# Apply what you read
#1 Copy the Rattarian codex entry word for word, starting at "Codex Entry" and ending at "worlds they lost.".
#2 In the Rattarian codex entry, who rules most Warrens?
#3 Write the next part of the Rattarian codex entry, picking up after its final sentence.

# Excerpted text
▶

Codex Entry

Rattarian

Rat-folk rebuilders who preserve lost cities through scrap, steam, memory, and tunnel-born survival.

Overview

Rattarians are humanoid rat-folk reborn into Postremo Limine after their original worlds collapsed. They are not native to this plane, but remnants of a race that once thrived in soot-covered cities, steam tunnels, rusted factories, and endless industrial sprawls.

When their souls re-manifested within Postremo Limine, many instinctively gathered in the Node known as 1888 London, a place that mirrors the grim beauty of the worlds they lost.

To outsiders, Rattarians often appear as scavengers, vermin, and back-alley engineers. To themselves, they are rebuilders: survivors determined to recreate fragments of their old society from the refuse of broken worlds.

Their cities hum beneath the smog, powered by salvaged machines, half-remembered designs, steam pipes, and improvised engines. In the layered darkness of Postremo Limine, Rattarians have found both familiarity and purpose.

Physical Traits

Rattarians usually stand between 4 and 6 feet tall, though many carry a hunched posture from years of tunnel movement, pipe-crawling, and workshop labor.

Their fur ranges from ash-gray to soot-black, with some individuals showing patchy fur, old burn marks, scarred skin, or chemical stains. They have elongated snouts, whiskers, sharp yellowed teeth, and large light-sensitive eyes adapted to fog, darkness, and underground spaces.

Their hands are clawed but highly dexterous, suited for climbing, tool use, wiring, and delicate repairs. Their prehensile tails can grip pipes, tools, wires, or ledges, allowing them to work in cramped spaces with unusual control.

Some Rattarians develop or install mechanical augmentations, including self-fitted limbs, brass respirators, grafted lenses, spine braces, or tail-mounted tools.

Rattarians cannot vomit, making poison and spoiled materials especially dangerous once swallowed. However, they compensate with a strong sense of smell, careful food testing, and social feeding habits.

Their naked tails help regulate body temperature, especially in hot tunnels, steam chambers, or cold underground passages. A relaxed Rattarian’s ears may flush pink when they are happy, comfortable, or socially content.

Culture

Rattarian society is built around hierarchical clans known as Warrens. Each Warren controls a district of tunnels, steam lines, markets, pipeways, or abandoned infrastructure.

Most Warrens are ruled by an Elder Engineer or Pipe-Lord, figures who combine technical skill, political authority, and clan memory. Power belongs to those who can keep the machines running, the tunnels safe, and the Warren fed.

Rattarian society is usually divided into four broad tiers.

Pipe-Lords and Elder Engineers rule the Warren, negotiate with outsiders, maintain ancestral machines, and control access to major resources.

Wrenches act as enforcers, guards, mechanics, and peacekeepers. They are dominant toward lower-ranking members, but defer completely to the ruling engineer caste.

Gears are the average members of the Warren. They work, trade, repair, forage, raise families, and keep daily life functioning. Most Gears avoid internal politics unless survival forces them to choose sides.

Bolts are the lowest-ranking and most submissive members of the Warren. They are often denied the best food, safest sleeping spaces, or strongest protection. Some remain loyal and climb through service, while others leave to join weaker Warrens, surface gangs, or Diver crews.

Rattarians are driven by pragmatism, not ideology. Loyalty belongs to Warren and trade. Everything else is negotiable.

◀

# Data provided
▶

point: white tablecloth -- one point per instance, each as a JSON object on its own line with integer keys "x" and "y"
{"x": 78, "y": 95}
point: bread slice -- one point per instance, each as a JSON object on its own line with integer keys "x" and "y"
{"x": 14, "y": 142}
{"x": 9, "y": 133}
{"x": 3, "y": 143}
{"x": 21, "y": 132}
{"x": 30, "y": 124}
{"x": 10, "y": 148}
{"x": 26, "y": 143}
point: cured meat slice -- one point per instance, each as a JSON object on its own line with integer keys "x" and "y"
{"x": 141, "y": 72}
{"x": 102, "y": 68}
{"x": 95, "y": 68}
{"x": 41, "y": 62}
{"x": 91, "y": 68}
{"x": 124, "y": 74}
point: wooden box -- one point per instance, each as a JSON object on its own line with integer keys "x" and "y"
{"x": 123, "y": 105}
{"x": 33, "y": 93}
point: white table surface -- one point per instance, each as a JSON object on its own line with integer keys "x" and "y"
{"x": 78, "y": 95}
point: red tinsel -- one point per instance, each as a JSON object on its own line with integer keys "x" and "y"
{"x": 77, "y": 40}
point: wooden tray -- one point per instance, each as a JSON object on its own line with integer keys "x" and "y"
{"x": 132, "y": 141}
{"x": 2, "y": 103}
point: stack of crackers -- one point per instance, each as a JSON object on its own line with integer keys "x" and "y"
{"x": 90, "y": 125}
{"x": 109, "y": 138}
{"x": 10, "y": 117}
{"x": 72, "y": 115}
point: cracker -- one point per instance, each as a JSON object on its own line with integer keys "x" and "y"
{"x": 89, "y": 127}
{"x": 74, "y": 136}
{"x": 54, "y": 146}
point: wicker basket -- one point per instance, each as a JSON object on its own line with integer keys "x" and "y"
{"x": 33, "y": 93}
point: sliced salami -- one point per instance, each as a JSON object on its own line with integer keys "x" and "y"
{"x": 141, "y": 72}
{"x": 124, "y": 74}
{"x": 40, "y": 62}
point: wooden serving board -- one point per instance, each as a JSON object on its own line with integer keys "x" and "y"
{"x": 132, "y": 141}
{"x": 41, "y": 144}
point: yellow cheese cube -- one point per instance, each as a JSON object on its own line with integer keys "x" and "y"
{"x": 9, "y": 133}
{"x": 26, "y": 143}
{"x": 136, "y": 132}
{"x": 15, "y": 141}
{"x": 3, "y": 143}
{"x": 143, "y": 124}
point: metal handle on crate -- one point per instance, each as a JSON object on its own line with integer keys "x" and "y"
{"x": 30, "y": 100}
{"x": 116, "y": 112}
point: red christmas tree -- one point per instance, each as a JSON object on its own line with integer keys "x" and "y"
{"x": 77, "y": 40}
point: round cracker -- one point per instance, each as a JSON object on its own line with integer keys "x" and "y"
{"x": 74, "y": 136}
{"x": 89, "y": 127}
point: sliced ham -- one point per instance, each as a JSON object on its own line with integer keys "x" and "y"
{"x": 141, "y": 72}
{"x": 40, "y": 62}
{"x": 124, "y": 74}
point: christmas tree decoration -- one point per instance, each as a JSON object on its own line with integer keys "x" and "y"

◀

# Written responses
#1
Codex Entry

Rattarian

Rat-folk rebuilders who preserve lost cities through scrap, steam, memory, and tunnel-born survival.

Overview

Rattarians are humanoid rat-folk reborn into Postremo Limine after their original worlds collapsed. They are not native to this plane, but remnants of a race that once thrived in soot-covered cities, steam tunnels, rusted factories, and endless industrial sprawls.

When their souls re-manifested within Postremo Limine, many instinctively gathered in the Node known as 1888 London, a place that mirrors the grim beauty of the worlds they lost.

#2 An Elder Engineer or Pipe-Lord.

#3
They are mostly nocturnal and prefer to operate under cover of darkness, smog, or steam. Despite their reputation for betrayal, Rattarians are intensely social among their own. They will often risk themselves to rescue trapped warren-mates, even when food or profit is available elsewhere.

Rattarians also rely heavily on social trust when judging safety. They often look to peers to decide what food, routes, machines, or outsiders are safe. The scent of another Rattarian’s breath, tools, or fur may influence whether something is accepted or avoided.

Female Rattarians commonly share nesting duties, nursing, guarding, and caring for one another’s pups. Young are often raised communally within the Warren rather than by isolated families.

Though crude on the surface, Rattarian culture is deeply ritualized. They record history in rat-glyphs etched into pipe walls, rusted plates, brickwork, and machine casings. Steam music, made through rhythmic hissing from vent valves, marks celebrations, funerals, warnings, and work shifts.

Their language, Rattish, blends gnawed clicks, breathy squeaks, tail taps, and industrial terms borrowed from Diver speech.

Elders carry relics called Core Bones: machine parts fused with ancestral remains. These relics symbolize the union of flesh, memory, and industry.

While humans often see Rattarians as vermin, Rattarians see themselves as the city’s memory, preserving what others abandon.

Abilities

Rattarians possess powerful scavenger instincts, allowing them to locate usable scrap, fuel, wire, tools, food, and technology in places others would consider empty.

Their tunnel sense gives them exceptional spatial awareness underground. They can detect vibration, airflow changes, weak walls, hidden drains, and nearby movement through pipes or floorboards.

Rattarians are gifted at jury-rigging machinery. Even with broken parts and limited tools, they can build functional engines, traps, lifts, pumps, signal devices, weapons, or filtration systems.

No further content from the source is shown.